__SHORT PROBLEM__.
Arrange the rows from the start through the line containing "point(253, 174)" as a two-column CSV with the headers instruction and answer, one line for each instruction. Put the instruction text and its answer each in a single quoted field, turning any line breaks into spaces.

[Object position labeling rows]
___

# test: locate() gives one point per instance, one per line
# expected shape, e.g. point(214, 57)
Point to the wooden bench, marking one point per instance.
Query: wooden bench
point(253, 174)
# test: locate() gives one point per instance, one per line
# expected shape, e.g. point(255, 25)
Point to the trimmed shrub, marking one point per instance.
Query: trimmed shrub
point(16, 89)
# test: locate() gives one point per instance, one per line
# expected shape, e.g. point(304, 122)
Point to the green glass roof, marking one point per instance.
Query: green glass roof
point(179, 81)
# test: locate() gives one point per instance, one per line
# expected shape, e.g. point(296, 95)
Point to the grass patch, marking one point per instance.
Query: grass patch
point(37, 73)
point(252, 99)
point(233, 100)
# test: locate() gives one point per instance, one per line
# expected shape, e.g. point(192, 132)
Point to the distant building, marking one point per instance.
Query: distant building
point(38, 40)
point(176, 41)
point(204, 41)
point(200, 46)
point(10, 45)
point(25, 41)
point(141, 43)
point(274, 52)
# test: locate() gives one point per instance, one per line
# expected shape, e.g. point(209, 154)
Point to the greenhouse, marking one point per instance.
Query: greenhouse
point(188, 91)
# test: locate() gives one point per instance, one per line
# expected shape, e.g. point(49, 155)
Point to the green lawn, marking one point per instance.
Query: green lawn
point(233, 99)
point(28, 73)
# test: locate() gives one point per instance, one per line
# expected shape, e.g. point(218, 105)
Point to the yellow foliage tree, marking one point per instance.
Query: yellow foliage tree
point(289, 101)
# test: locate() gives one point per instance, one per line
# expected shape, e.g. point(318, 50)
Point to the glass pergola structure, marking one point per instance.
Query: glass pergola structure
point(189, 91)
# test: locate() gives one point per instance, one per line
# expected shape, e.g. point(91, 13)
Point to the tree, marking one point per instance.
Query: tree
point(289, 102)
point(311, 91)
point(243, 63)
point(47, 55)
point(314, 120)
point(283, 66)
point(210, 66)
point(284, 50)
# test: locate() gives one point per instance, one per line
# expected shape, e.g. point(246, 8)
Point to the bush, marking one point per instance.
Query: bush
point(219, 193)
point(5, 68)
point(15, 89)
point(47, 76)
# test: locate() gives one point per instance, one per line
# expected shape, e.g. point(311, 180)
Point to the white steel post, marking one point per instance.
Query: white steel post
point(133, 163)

___

__FINAL ANSWER__.
instruction,answer
"# test: locate() gives one point per instance, one per line # expected shape, e.g. point(214, 57) Point to the wooden bench, marking one point per instance. Query: wooden bench","point(253, 174)"